Triage – the ER system that saves lives.

Emergency rooms across the country face the most difficult occupational decisions that exist: deciding whose life-threatening situation to address first. To save as many lives as possible, ER staff uses a system that is as old as Napoleon himself: triage.

Both nationally and locally, hospital ERs are becoming more overcrowded due to various factors, including a nationwide decrease in ERs, fewer minor medical options for nonurgent patients and more people moving into rural areas supported by only a few hospitals. As ERs gets busier, it becomes even more vital for health professionals to use a system to screen and categorize patients.

The process sorts the most critical patients from those in less immediate danger. The triage system begins with the evaluation of incoming patients into the ER. A triage nurse asks a series of questions to determine exactly how life threatening the injury or illness is, how much pain patients have, how long the condition has existed and how quickly patients’ health is deteriorating. Even patients who are brought in by ambulance must undergo this process. Paramedics perform similar assessments for patients who are brought in by ambulance.

Once a patient has been admitted by the triage nurse or paramedic, the patient is then classified in one of five categories ranging from most urgent to least urgent. Patients in the most danger will be seen first. Those who don’t have life-threatening illnesses are seen after physicians have treated those with more immediate needs.

Triage began in the battlefield, graduated to disasters and emergency rooms.

Segmentation mask data:
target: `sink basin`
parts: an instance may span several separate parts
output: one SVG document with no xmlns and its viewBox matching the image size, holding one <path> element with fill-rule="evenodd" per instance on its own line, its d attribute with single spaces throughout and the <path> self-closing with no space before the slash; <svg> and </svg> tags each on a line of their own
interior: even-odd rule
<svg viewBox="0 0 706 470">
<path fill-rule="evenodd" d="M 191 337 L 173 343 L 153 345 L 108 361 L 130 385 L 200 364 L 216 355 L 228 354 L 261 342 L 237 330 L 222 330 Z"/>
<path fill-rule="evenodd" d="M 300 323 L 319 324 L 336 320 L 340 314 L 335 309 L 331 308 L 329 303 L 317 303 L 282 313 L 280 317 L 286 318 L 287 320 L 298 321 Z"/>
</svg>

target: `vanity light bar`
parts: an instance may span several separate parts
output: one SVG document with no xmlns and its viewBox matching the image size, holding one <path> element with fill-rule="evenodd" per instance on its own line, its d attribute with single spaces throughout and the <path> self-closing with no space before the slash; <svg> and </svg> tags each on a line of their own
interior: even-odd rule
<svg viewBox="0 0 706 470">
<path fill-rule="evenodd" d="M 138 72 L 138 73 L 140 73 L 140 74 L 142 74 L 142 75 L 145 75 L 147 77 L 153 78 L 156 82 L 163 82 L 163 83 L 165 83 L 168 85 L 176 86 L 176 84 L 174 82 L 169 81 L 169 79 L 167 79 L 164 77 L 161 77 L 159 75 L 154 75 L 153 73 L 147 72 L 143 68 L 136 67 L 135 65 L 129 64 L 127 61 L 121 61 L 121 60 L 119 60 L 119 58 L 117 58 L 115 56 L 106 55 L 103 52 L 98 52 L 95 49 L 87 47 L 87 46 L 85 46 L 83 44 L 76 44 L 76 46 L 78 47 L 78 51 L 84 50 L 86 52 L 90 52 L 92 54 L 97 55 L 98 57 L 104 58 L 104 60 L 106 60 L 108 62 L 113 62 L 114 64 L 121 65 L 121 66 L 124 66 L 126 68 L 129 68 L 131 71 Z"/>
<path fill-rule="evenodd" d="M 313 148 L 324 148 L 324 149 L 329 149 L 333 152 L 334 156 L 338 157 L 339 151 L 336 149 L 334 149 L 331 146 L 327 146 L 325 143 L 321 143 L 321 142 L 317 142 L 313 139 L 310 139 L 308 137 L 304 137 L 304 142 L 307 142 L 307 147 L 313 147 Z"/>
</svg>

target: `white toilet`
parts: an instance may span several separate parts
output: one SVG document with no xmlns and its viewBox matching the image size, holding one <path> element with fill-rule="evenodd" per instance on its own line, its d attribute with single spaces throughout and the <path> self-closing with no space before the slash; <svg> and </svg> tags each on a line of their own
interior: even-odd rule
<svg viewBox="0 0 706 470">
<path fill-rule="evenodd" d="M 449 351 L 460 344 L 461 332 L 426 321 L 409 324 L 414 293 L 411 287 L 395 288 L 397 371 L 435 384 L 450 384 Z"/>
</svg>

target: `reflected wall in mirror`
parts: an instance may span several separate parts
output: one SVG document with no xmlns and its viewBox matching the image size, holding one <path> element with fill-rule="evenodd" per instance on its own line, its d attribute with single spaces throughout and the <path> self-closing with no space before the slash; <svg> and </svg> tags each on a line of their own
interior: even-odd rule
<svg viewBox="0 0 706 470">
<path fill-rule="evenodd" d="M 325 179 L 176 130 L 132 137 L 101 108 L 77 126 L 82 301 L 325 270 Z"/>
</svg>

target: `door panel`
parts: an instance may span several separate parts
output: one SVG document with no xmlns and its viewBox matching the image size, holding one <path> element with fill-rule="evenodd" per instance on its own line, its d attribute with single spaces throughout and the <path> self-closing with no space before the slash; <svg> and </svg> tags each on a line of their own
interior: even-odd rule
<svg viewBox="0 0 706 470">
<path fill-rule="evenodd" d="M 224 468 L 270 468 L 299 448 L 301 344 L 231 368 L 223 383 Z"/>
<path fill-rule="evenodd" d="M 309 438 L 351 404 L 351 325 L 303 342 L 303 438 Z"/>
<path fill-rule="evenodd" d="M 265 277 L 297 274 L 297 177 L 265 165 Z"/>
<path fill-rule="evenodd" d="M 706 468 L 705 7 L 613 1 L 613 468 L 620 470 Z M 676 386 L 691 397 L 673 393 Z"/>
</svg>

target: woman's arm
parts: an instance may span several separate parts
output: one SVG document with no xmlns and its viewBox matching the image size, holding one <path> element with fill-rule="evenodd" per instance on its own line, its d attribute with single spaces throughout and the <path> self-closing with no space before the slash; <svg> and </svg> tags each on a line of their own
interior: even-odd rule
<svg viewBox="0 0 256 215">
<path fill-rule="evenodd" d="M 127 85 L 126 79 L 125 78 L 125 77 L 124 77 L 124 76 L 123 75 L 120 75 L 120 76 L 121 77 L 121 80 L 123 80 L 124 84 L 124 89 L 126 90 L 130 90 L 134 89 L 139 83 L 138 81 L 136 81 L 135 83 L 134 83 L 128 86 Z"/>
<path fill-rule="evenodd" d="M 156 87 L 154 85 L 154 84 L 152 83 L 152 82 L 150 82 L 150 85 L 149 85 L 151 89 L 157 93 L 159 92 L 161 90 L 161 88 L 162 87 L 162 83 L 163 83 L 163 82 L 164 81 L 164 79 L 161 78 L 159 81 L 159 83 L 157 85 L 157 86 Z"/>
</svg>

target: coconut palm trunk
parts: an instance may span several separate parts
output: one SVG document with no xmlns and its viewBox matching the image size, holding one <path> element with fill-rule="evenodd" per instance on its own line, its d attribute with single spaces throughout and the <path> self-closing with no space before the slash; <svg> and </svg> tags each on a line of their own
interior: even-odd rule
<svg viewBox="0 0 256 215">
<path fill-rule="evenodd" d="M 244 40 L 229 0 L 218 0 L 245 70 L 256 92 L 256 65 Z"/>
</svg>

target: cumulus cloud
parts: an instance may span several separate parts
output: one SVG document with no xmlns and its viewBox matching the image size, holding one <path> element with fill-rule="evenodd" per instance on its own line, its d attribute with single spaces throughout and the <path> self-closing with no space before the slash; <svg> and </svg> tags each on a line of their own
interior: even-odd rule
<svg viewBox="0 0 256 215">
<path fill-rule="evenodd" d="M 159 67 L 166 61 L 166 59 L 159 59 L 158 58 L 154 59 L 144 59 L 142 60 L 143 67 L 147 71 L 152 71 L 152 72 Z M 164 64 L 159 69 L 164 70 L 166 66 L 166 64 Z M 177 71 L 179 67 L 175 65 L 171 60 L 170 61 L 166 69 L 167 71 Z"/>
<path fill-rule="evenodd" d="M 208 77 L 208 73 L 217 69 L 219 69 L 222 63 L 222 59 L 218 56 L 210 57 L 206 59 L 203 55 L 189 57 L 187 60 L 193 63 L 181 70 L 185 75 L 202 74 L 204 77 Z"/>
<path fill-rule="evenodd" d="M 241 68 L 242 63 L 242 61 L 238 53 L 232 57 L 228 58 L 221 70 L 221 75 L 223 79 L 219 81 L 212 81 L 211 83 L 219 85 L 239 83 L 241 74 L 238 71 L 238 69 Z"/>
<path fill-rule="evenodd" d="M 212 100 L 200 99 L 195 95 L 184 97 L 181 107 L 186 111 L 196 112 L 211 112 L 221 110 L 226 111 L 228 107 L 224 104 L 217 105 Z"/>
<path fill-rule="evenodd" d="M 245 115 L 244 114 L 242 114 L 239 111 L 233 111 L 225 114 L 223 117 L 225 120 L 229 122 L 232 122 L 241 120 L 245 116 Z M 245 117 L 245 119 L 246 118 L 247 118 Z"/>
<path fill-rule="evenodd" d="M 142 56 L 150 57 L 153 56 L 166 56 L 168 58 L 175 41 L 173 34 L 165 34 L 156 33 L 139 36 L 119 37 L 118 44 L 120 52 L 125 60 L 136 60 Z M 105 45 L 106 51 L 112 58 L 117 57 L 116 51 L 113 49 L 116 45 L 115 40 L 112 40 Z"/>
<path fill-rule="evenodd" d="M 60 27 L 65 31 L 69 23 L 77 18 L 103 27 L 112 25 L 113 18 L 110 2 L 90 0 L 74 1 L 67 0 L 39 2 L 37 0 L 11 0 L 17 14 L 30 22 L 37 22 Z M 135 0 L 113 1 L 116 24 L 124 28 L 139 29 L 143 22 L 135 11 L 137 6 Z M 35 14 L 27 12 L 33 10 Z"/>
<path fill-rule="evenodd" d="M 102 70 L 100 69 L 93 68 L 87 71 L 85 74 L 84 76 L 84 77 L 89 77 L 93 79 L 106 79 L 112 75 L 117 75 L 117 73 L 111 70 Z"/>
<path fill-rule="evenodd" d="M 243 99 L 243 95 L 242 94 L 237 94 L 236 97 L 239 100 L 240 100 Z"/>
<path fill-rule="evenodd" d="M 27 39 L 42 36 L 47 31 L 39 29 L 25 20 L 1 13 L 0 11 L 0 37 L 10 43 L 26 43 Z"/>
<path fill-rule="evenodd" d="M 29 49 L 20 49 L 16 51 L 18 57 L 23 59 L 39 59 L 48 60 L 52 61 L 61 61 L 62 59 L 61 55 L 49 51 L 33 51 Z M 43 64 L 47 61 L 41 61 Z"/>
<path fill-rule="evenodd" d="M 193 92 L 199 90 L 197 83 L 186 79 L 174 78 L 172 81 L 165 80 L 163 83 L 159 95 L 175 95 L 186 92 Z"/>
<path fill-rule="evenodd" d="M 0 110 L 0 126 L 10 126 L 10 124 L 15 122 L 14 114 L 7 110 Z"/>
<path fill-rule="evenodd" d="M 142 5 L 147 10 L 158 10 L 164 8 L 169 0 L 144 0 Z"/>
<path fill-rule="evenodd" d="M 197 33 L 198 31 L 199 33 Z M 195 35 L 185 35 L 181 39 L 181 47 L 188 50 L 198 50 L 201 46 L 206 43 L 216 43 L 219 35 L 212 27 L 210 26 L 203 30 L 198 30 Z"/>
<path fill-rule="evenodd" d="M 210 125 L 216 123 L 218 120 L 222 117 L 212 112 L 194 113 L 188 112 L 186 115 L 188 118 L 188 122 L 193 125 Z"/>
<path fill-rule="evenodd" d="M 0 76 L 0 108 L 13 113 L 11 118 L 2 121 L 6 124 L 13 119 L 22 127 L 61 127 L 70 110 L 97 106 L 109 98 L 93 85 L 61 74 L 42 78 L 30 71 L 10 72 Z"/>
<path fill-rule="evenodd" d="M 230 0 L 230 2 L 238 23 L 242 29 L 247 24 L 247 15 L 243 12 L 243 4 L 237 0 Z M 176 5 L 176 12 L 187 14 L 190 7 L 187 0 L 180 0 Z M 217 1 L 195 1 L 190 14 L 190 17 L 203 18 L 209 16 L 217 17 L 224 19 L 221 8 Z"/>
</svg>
--
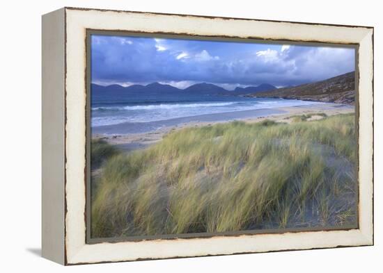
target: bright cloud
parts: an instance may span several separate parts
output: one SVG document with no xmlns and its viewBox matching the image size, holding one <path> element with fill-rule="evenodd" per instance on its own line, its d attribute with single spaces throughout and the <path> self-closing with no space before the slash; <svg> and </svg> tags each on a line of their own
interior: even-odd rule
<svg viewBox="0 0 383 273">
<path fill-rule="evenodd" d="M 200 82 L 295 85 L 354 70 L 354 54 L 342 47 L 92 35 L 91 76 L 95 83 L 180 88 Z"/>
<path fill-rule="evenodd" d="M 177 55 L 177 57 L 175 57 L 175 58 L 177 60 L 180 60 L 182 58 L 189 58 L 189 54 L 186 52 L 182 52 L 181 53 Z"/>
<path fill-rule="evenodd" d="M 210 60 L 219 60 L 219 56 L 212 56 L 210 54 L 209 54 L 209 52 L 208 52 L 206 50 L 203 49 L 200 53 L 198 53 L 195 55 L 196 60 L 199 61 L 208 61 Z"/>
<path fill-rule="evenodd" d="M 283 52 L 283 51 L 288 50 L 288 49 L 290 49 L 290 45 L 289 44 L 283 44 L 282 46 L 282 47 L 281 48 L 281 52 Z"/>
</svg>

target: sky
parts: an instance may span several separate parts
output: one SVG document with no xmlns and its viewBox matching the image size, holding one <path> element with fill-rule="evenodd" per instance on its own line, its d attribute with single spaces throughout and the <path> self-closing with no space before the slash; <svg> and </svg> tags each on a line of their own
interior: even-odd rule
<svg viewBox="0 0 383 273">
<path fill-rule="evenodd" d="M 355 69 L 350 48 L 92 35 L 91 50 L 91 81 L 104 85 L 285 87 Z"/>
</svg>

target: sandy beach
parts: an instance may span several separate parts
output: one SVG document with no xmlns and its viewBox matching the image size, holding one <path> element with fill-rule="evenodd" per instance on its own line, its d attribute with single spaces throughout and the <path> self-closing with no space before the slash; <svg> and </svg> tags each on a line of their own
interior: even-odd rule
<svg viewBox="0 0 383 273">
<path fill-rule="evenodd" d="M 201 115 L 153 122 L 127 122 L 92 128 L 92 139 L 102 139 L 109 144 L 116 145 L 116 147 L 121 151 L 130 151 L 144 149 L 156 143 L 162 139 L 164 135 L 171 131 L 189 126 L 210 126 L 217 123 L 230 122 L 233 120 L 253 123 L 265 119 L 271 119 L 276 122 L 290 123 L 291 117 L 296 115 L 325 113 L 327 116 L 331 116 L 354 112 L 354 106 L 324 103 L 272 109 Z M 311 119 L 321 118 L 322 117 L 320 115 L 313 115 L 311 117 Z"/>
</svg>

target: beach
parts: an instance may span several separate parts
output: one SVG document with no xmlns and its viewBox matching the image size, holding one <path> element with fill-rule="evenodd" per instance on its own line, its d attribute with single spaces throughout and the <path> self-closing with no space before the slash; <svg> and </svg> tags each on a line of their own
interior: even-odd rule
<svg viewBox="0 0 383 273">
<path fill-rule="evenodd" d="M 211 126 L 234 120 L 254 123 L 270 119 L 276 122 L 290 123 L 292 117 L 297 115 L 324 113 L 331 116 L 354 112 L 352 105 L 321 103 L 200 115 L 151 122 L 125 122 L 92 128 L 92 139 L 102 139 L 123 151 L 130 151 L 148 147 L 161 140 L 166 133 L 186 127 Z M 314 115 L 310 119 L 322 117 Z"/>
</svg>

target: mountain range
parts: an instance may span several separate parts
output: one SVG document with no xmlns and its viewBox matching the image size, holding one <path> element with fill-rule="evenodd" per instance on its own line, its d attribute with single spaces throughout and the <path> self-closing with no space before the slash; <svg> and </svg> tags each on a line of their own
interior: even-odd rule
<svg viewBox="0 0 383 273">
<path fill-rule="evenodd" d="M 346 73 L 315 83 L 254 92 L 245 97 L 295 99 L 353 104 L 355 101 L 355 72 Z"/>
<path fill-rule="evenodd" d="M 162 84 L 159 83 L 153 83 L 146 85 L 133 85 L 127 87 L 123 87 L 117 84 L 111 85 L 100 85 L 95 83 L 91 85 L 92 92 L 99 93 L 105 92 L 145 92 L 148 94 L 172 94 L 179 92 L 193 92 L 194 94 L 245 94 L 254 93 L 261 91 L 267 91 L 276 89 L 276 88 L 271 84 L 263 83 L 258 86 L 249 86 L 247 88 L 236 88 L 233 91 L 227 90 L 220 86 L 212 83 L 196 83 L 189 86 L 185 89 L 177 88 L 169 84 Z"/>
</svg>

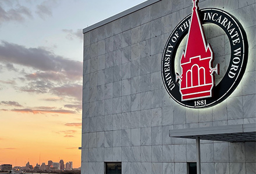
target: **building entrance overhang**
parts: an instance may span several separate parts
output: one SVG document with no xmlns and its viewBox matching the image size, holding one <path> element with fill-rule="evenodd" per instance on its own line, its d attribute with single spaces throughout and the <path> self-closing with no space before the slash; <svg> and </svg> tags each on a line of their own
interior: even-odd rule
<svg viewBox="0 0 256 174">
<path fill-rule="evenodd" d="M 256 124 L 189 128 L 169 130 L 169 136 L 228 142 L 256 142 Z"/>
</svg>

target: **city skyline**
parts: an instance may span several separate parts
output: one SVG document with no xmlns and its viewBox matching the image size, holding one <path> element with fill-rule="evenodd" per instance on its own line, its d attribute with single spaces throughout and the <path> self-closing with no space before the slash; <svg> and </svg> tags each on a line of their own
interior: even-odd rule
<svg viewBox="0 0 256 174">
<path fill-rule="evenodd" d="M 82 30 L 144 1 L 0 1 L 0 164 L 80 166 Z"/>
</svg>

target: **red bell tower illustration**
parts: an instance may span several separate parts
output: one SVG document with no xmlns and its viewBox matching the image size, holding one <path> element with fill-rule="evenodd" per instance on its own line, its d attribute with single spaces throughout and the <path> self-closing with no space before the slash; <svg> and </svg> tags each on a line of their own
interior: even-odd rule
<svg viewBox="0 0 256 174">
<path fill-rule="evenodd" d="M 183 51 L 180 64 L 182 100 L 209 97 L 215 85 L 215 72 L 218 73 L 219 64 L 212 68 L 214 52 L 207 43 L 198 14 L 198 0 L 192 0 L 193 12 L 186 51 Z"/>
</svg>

Required work: According to the triage passage, how many categories are patients classified into after being admitted by the triage nurse or paramedic? These rows were taken from a separate source.

Task solution: Five categories, ranging from most urgent to least urgent.